> **REQUIRED ACTION**
Every line of the material must appear in the answer exactly as it does here.

*** SOURCE RECORDS Section Begins ***

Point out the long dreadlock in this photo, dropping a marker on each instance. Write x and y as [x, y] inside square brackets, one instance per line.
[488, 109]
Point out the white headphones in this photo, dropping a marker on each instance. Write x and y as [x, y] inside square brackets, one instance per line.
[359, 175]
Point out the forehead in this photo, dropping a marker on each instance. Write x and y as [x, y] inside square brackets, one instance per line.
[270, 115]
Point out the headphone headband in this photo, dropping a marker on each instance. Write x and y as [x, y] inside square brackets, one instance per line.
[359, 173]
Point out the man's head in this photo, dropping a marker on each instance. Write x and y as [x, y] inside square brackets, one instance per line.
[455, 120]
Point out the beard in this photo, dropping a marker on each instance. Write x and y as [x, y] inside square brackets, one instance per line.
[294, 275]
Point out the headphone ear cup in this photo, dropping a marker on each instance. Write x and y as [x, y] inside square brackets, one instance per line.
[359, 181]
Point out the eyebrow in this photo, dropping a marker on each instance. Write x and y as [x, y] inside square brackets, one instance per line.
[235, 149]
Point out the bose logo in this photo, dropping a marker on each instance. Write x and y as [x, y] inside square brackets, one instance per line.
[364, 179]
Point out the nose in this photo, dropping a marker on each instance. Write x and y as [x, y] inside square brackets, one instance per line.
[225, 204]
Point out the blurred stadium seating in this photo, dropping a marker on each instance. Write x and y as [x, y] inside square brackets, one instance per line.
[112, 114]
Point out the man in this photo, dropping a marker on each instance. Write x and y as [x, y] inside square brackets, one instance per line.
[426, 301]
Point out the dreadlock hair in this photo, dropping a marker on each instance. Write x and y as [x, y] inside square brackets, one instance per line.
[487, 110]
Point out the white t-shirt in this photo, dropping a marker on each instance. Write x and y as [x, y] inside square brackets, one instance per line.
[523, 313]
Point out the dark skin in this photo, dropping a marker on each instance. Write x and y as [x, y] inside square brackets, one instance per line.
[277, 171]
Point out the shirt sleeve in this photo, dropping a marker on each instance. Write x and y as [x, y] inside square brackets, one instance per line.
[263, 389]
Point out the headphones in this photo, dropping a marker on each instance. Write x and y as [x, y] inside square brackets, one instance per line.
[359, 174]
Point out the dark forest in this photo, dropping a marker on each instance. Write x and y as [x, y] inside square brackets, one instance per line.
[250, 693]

*** SOURCE RECORDS Section Ends ***

> **OUTPUT OF THE TASK**
Point out the long dreadlock in this photo, dropping a marker on each instance. Write x and y as [x, y] inside square brackets, one instance per line.
[488, 109]
Point out the white headphones in this photo, dropping a marker on each instance. Write x and y as [x, y] inside square brackets, one instance per line.
[359, 175]
Point out the forehead in this photo, dropping a marker on each instance. Write x and y as [x, y] inside square brackets, one instance per line.
[270, 115]
Point out the headphone headband in this photo, dropping a marker on each instance. Write x and y as [x, y] inside square brackets, one instance per line.
[359, 173]
Point out the man's head in this photo, dropping a marker on each instance. Write x and y as [x, y] inside square brackets, one instance per line.
[455, 120]
Point out the beard in this photo, dropping a marker on each instance. Write x and y as [x, y] inside square brackets, one instance per line.
[294, 275]
Point out the headphone ear cup in this photo, dropping a marker on each instance. Write x and y as [x, y] inside square brackets, one instance per line.
[359, 181]
Point out the eyebrow in this photo, dropping a marker on each instance. Write x and y as [x, y] inside square brackets, one instance per line.
[235, 149]
Point out the bose logo in this photo, dropping a marker on each instance. Write x and y as [x, y] inside square brackets, one instance per line.
[364, 179]
Point out the nose in this photo, dropping a marker on each instance. Write x and y as [x, y] inside square brackets, one instance per line.
[225, 204]
Point out the blurred stadium seating in this photo, dropping a marker on each instance. Write x and y as [x, y] inside square brackets, one instance per line.
[112, 114]
Point out the man in this photo, dropping a marker on each instance. Write x and y as [x, y] inside square brackets, one instance per line.
[426, 301]
Point out the dreadlock hair in this photo, dropping a marker on each instance. Write x and y as [x, y] inside square brackets, one instance per line.
[487, 110]
Point out the white t-shirt in this photo, dropping a marker on each instance. Write x and y as [x, y] inside square brackets, one instance per line.
[523, 313]
Point out the dark skin in this photo, dropping a marker on each instance. Write x and y as [x, y] inside square brackets, one instance per line.
[277, 171]
Point out the shirt sleeve in this photo, dropping a marker on each instance. Write x and y as [x, y] inside square brackets, one instance per line.
[263, 389]
Point out the headphones in this photo, dropping a marker on each instance. Write x and y as [x, y] inside square brackets, one instance per line.
[359, 174]
Point out the dark forest in this photo, dropping a marker on each instance. Write x and y as [x, y] inside square brackets, one instance per line.
[250, 693]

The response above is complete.